**Task instructions:** Repeat the data word for word, excluding every picture.

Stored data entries

=== Section Start ===

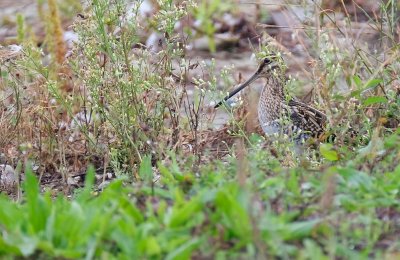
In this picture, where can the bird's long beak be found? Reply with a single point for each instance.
(239, 88)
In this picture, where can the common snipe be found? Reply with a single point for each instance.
(277, 112)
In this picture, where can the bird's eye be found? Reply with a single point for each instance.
(267, 61)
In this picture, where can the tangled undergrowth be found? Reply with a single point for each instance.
(112, 106)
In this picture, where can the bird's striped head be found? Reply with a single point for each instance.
(268, 64)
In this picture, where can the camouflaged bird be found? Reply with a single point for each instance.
(277, 112)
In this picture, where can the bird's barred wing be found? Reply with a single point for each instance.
(306, 118)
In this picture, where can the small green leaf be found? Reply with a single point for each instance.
(374, 100)
(328, 153)
(357, 80)
(373, 83)
(145, 170)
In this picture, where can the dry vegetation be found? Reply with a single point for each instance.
(121, 121)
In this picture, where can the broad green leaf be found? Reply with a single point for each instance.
(301, 229)
(185, 250)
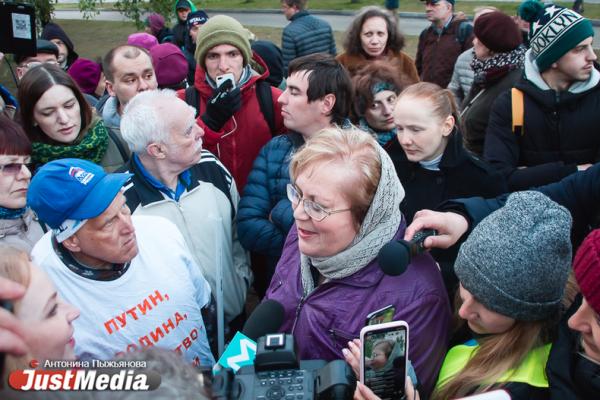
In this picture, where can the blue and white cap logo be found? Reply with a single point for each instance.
(81, 175)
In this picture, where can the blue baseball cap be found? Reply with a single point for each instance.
(71, 188)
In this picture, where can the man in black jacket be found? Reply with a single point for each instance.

=== Section End ===

**Exercise response:**
In this picture, where can the bird's long beak be found? Reply with a single point for each instance.
(239, 88)
In this picture, where can the common snipe be found? Reply with a single point for each instance.
(277, 112)
In this picture, where can the bird's eye be found? Reply with a single point for each instance.
(267, 61)
In this picture, where can the tangled undergrowth be found? Reply with a single point for each instance.
(112, 106)
In this picture, where can the bird's striped head be found? Reply with a single point for each instance.
(268, 64)
In this picture, where can the camouflaged bird be found? Reply with a single point for each instance.
(277, 112)
In this picture, where can the bird's barred wing be found? Reply with a single point for each instance.
(306, 118)
In this picture, where can the small green leaf be found? Reply with a single point for each instance.
(374, 100)
(328, 153)
(357, 80)
(373, 83)
(145, 170)
In this picture, where can the dry vegetation be found? Reply with a single point for each instance.
(121, 121)
In this picture, where can the broad green leaf be found? Reply with a single point for each instance.
(301, 229)
(185, 250)
In this picture, where can the blue and white cap logo be found? Reply with a single point for each instance.
(81, 175)
In this picture, where can the blue baseball cap be found? Reply with a single point for each instance.
(71, 188)
In this picture, where can the man in black jacket be found? Reply with a single point for each instance.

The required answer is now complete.